Editor's note: Fareed Zakaria is a foreign affairs analyst who hosts "Fareed Zakaria: GPS" on CNN at 1 and 6 p.m. ET Sundays.
Fareed Zakaria says even though the war in Afghanistan isn't going well, there is still reason for hope
NEW YORK (CNN) -- Afghanistan President Hamid Karzai said that with a resurgent Taliban, a still-flourishing drug trade and a border with Pakistan believed to be home base for al Qaeda, Afghanistan can't afford for U.S. troops to leave any time soon.
"U.S. forces will not be able to leave soon in Afghanistan because the task is not over," Karzai said in an interview on CNN's "Fareed Zakaria GPS," scheduled to air Sunday. "We have to defeat terrorism. We'll have to enable Afghanistan to stand on its own feet. We'll have to enable Afghanistan to be able to defend itself and protect for its security.
"Then, the United States can leave and, at that time, the Afghan people will give them plenty of flowers and gratitude and send them safely back home."
Karzai's comments come as President Obama plans to send another 30,000 troops to fight what he's called the "central front in our enduring struggle against terrorism and extremism."

Challenge: Reproduce the full news extract about Hamid Karzai and U.S. troops in Afghanistan word for word.

Material shown:
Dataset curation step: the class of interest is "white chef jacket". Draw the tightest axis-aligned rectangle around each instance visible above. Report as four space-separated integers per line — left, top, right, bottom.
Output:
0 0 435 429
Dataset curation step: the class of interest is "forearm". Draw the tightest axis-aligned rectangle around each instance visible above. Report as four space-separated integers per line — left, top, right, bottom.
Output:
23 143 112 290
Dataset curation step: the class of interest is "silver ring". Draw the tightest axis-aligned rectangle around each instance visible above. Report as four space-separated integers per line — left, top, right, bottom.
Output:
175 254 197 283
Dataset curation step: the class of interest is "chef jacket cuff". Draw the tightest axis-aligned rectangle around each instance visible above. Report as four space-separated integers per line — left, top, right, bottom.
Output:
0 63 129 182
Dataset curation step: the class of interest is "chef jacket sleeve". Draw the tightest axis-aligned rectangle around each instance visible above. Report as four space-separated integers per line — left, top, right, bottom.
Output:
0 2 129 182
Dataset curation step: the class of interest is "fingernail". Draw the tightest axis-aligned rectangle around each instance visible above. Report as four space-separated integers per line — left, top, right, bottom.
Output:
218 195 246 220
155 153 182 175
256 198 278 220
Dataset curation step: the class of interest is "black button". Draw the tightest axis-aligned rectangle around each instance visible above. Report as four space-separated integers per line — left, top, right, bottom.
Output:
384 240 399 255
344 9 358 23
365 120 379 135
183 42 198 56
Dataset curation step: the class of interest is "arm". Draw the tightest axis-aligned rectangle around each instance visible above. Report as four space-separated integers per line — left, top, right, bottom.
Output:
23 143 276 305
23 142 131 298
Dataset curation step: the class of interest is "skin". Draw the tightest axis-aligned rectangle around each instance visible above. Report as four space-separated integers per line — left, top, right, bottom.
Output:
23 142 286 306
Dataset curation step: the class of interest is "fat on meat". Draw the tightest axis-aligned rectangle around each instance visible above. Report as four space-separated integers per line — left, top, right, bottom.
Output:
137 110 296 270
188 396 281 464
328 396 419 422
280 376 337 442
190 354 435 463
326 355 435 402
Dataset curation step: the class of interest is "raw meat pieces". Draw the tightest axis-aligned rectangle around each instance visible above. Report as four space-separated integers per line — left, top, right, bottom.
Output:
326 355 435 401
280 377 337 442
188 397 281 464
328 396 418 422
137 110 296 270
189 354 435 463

Result for this exercise:
Editor's note: Fareed Zakaria is a foreign affairs analyst who hosts "Fareed Zakaria: GPS" on CNN at 1 and 6 p.m. ET Sundays.
Fareed Zakaria says even though the war in Afghanistan isn't going well, there is still reason for hope
NEW YORK (CNN) -- Afghanistan President Hamid Karzai said that with a resurgent Taliban, a still-flourishing drug trade and a border with Pakistan believed to be home base for al Qaeda, Afghanistan can't afford for U.S. troops to leave any time soon.
"U.S. forces will not be able to leave soon in Afghanistan because the task is not over," Karzai said in an interview on CNN's "Fareed Zakaria GPS," scheduled to air Sunday. "We have to defeat terrorism. We'll have to enable Afghanistan to stand on its own feet. We'll have to enable Afghanistan to be able to defend itself and protect for its security.
"Then, the United States can leave and, at that time, the Afghan people will give them plenty of flowers and gratitude and send them safely back home."
Karzai's comments come as President Obama plans to send another 30,000 troops to fight what he's called the "central front in our enduring struggle against terrorism and extremism."